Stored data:
_ _ _

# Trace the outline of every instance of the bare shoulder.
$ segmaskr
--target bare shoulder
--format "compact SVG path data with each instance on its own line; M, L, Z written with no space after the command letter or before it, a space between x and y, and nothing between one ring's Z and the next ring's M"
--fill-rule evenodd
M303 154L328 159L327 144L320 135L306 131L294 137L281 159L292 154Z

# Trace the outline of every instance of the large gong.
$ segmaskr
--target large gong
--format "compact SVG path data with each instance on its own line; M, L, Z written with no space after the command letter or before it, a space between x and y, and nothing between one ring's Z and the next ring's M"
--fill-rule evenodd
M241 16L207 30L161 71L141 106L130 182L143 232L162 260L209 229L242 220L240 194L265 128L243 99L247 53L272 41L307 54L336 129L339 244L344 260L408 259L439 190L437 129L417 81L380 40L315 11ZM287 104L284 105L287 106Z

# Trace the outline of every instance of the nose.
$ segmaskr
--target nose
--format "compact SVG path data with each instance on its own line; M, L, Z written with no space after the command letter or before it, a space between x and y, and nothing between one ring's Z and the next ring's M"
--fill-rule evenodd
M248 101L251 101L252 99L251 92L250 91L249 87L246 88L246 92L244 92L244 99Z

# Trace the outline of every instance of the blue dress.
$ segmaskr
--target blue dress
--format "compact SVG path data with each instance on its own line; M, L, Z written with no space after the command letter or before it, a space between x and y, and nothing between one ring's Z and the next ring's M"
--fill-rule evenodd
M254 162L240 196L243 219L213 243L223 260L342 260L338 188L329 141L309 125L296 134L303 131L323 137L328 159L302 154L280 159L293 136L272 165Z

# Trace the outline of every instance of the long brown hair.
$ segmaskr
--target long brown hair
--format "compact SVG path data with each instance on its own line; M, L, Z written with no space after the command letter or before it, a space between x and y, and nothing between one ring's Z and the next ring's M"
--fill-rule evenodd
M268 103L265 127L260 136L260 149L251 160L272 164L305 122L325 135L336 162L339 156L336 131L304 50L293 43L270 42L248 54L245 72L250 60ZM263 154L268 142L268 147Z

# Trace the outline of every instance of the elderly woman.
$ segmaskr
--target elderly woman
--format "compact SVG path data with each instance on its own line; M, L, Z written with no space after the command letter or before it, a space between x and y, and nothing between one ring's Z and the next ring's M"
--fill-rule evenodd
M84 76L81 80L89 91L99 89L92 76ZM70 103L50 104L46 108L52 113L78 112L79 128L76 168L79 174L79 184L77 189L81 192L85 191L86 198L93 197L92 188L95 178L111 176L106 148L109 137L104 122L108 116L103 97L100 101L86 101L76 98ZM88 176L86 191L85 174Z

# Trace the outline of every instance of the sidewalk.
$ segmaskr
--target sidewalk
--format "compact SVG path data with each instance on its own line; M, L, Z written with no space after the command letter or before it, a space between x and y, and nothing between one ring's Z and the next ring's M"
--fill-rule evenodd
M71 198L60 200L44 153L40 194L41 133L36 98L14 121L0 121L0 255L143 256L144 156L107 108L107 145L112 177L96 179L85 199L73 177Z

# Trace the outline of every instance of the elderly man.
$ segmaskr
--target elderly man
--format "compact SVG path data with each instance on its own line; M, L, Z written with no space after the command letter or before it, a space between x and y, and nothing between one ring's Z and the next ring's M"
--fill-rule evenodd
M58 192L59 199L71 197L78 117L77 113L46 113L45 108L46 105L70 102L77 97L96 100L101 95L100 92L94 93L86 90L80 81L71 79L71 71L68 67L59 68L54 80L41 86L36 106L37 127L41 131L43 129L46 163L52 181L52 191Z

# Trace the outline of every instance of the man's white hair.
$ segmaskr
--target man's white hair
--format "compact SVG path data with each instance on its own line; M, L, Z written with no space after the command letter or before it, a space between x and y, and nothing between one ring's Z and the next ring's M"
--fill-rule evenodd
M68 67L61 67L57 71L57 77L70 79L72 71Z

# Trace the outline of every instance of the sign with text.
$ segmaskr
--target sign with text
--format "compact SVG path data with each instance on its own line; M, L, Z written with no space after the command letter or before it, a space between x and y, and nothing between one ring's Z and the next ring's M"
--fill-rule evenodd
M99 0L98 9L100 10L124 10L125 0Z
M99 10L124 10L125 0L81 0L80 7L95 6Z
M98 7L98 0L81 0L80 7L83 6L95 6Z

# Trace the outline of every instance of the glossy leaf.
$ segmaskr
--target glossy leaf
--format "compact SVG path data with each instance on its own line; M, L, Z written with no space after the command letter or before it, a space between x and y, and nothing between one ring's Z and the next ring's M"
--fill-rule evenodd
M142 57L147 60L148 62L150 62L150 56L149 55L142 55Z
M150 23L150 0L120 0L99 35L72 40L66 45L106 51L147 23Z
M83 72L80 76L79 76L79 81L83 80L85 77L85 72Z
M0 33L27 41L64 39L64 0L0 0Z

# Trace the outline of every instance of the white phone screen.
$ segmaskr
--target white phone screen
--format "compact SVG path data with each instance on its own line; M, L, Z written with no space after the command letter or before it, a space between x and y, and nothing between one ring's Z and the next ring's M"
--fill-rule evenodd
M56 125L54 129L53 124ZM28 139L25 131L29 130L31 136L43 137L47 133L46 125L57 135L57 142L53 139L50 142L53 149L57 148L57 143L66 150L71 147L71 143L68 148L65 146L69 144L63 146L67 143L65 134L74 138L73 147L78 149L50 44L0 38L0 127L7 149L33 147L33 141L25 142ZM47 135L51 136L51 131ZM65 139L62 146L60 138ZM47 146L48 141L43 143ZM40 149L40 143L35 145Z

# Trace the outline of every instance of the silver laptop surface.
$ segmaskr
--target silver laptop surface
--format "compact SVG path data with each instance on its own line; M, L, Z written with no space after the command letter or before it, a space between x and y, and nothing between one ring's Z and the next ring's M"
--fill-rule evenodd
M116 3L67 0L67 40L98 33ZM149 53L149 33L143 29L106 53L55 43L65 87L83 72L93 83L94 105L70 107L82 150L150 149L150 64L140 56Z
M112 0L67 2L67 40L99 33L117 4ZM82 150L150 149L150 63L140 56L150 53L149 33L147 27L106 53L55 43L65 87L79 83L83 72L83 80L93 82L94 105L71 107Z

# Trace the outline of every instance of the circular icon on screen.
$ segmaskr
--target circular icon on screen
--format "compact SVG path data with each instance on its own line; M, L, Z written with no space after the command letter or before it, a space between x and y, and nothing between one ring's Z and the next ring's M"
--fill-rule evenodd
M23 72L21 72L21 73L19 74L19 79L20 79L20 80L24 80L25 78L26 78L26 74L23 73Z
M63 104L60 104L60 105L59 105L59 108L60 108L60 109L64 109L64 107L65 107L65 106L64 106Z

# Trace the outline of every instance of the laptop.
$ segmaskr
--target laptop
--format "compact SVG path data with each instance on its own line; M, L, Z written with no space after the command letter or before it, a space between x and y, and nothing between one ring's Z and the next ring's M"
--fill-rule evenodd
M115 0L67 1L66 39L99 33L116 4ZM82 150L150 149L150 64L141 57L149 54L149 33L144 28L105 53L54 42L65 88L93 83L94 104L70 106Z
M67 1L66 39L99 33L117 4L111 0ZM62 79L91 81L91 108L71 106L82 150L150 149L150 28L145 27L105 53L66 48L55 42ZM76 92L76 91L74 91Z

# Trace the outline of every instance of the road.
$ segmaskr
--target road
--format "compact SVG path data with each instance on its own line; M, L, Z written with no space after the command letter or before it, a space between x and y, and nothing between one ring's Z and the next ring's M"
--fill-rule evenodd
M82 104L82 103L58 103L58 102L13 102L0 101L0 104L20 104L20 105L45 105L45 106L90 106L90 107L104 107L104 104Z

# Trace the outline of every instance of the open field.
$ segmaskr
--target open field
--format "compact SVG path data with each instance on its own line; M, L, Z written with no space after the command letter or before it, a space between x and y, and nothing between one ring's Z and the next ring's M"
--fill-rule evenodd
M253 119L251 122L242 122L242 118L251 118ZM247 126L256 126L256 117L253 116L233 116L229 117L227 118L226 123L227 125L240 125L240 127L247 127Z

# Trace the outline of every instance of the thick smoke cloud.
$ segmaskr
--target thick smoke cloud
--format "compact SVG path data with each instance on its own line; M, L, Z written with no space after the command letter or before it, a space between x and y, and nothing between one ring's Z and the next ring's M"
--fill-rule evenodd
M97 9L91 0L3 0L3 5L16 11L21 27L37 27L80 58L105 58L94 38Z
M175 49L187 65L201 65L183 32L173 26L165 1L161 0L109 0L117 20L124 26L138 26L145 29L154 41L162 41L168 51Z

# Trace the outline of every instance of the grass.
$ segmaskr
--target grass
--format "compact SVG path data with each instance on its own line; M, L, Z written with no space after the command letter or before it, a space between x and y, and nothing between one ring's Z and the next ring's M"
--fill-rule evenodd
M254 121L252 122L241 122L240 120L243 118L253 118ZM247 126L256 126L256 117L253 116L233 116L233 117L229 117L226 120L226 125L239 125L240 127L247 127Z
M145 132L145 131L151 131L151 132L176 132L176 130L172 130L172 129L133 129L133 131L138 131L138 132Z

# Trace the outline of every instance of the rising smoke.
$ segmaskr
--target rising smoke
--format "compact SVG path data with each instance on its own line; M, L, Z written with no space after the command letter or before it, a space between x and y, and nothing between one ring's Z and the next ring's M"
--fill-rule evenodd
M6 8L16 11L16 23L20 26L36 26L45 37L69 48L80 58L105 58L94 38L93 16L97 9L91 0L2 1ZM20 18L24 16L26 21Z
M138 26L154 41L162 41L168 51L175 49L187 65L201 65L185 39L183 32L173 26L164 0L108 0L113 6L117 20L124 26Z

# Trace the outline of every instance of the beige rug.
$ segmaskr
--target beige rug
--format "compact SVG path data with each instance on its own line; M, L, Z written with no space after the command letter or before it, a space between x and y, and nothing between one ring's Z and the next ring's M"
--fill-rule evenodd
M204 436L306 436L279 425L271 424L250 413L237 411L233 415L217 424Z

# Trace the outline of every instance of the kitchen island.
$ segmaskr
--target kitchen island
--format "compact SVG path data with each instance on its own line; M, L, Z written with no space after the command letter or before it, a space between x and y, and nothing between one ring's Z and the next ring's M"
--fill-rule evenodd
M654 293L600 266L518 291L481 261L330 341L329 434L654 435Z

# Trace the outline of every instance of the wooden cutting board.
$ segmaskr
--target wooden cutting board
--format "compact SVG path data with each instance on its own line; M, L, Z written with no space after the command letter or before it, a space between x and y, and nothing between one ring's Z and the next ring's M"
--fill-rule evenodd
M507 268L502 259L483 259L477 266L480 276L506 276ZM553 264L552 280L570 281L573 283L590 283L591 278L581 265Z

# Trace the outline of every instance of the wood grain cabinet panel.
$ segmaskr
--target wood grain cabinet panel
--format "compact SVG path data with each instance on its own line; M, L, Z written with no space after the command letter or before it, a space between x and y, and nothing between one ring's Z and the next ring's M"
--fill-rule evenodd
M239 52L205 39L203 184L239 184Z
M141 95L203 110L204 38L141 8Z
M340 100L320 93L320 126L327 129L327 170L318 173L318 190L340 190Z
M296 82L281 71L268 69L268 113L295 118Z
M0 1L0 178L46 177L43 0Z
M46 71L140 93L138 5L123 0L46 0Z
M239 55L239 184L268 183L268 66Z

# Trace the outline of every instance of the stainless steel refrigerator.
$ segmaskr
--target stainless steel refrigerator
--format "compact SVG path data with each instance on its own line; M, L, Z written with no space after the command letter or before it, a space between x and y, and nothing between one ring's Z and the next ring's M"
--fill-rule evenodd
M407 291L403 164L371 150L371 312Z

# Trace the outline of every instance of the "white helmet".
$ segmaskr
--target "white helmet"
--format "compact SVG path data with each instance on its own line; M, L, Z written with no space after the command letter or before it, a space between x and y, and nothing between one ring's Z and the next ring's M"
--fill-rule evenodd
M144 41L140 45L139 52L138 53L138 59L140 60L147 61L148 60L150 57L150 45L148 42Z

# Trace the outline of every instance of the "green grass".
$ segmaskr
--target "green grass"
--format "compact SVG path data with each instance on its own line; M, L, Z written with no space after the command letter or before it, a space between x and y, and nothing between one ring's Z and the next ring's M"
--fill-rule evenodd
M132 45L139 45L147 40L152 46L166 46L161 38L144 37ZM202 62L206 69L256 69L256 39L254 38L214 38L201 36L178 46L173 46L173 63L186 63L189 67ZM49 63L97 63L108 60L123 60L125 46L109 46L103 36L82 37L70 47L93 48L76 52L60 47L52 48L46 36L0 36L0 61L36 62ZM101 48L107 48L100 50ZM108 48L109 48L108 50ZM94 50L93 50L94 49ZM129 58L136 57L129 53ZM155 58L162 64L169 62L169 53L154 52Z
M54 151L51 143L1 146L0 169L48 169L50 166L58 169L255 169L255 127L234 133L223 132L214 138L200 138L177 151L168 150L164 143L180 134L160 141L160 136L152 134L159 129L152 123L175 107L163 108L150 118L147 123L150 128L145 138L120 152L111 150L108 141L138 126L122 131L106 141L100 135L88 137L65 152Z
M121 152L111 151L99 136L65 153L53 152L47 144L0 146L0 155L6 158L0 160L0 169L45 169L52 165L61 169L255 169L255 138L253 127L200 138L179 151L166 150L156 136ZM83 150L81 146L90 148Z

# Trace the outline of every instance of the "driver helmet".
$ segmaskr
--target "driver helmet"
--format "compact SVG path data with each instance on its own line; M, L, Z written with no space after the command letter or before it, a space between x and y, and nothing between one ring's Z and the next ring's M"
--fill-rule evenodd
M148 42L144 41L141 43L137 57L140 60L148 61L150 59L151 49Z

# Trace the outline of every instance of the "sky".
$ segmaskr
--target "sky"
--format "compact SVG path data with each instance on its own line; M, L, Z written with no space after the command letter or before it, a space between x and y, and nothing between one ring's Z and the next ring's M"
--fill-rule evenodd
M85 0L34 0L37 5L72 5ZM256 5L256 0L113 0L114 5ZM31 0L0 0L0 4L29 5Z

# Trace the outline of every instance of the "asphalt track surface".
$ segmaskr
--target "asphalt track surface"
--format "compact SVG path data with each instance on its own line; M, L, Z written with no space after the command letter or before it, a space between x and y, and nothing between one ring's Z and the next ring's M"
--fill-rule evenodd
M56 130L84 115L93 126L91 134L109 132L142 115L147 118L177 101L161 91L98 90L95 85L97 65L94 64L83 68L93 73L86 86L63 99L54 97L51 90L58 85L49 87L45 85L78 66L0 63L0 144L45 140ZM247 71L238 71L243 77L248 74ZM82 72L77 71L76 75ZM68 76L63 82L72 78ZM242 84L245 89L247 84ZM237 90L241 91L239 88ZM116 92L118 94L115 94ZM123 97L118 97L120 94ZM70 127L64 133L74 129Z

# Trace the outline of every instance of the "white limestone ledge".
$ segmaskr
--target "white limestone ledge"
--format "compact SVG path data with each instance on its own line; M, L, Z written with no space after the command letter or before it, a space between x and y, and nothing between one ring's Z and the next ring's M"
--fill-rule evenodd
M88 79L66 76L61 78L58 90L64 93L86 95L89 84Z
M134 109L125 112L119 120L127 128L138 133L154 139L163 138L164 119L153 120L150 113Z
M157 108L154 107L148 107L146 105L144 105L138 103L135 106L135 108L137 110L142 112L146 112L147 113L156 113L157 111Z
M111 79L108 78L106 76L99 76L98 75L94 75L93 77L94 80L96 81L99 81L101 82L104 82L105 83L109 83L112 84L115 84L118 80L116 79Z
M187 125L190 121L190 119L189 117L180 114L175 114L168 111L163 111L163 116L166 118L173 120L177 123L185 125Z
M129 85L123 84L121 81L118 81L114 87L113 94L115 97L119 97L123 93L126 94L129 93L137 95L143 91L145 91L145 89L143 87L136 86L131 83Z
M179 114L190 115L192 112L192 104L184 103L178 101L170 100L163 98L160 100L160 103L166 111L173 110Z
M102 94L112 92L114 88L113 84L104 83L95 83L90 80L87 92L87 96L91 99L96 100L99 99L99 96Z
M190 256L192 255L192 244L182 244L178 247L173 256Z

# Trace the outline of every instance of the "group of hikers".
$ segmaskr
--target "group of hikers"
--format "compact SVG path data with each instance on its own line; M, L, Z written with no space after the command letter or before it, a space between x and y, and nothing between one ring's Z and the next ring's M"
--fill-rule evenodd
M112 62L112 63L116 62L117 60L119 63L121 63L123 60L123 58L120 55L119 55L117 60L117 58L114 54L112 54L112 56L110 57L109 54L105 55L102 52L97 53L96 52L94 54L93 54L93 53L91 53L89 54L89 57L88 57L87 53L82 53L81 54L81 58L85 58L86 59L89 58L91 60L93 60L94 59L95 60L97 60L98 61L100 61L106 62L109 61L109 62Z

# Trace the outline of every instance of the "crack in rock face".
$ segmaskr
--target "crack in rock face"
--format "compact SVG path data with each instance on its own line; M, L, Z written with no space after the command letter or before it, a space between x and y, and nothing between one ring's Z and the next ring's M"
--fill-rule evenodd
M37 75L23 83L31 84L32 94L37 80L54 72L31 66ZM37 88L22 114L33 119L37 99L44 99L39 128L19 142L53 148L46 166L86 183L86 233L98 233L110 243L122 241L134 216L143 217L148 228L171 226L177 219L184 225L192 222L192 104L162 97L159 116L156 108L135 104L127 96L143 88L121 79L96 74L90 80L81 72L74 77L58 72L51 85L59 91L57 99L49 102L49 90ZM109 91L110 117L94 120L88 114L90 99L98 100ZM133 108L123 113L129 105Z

_ _ _

▸ **What is required**:
Pull out every line of the entries that contains the string "bare", and copy each one in full.

▸ **Response to this exercise**:
# Trace the outline of every instance of the bare shoulder.
--target bare shoulder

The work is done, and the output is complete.